In the forum thread below, how many weeks after they met did Hippywannabe's husband move in with her?

▶ **Passage shown**
☆ ☆ ☆

Ohyesiam · 20/12/2019 06:01

I did feel a bit sad that we didn't have the shared history my sister had with her DH as they met at 20.

Met dh at 36 and ^ has never occurred to me.
Don’t you have gut feelings about people op? It was obvious when I met dh that he was the one for me.

AlexandraPeppernose · 20/12/2019 06:27

I was mid 30s when I met my husband. I'd already had my kids. We discussed whether he wanted children on the 2nd date, our politics on the 3rd. Because we were older we got the important stuff early on as if that was incompatible there is no point going forward.

KatyN · 20/12/2019 07:00

I met my husband at 29. We were both twats in our 20s so I’m glad I didn’t meet him then as we would NOT have got on.

Hippywannabe · 20/12/2019 07:34

I was 43 and DH 47 when we met. Both divorced, me a 5 year marriage, 3 kids and mainly alone for about 15 years, him, divorced after a 24 year marriage (27 years with the same girl).
He moved in with me after 14 weeks (weekends really as he lived 200 miles away although we did manage 2 one week stays).
We both had almost whole lives before we met with oodles of memories.

Part of why we work is we put those previous lives away and moved only forward. I could tie myself in knots wondering about his life before me with a 27 year relationship or wondering about him always having done things before but with someone else. I can honestly say I know very little about his former life as it has no impact or relevance to ours. This was probably easier as he moved to be with me.
In my convoluted way, I am saying that you have so much time that you can make your memories in. We have crammed so many into the 12 years we have been married.

zaffa · 20/12/2019 08:05

A truly obnoxious woman once told me that couples who meet in their twenties struggle to last to their 30s as you grow so much during that period. She told me that as I sat next to my then fiancé who I met when I was 21.

☆ ☆ ☆

▶ **Information provided**

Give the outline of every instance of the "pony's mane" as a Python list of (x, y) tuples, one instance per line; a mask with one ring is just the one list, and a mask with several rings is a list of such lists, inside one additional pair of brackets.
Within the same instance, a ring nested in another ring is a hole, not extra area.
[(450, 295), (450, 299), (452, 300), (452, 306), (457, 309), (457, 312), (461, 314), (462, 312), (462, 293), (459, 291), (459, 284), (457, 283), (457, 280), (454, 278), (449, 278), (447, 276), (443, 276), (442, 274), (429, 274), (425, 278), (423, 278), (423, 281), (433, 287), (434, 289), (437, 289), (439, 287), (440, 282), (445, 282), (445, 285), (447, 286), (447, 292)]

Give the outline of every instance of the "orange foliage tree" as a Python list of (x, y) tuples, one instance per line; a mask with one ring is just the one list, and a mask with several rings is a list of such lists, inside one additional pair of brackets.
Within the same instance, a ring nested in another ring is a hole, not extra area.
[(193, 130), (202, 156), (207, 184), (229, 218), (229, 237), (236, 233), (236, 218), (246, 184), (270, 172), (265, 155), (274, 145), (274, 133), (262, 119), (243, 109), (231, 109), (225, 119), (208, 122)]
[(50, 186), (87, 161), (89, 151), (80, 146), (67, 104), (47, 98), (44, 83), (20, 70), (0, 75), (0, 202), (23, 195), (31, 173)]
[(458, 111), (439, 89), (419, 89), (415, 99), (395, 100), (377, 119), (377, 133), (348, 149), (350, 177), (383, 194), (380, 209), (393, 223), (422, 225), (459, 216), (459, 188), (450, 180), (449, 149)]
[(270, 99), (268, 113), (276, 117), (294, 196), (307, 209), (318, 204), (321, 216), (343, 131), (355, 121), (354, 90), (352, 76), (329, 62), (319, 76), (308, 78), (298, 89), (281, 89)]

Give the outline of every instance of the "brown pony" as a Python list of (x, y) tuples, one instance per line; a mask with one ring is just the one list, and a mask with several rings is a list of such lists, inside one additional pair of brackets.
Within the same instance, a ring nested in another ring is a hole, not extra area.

☆ ☆ ☆

▶ **The response**
He moved in after 14 weeks.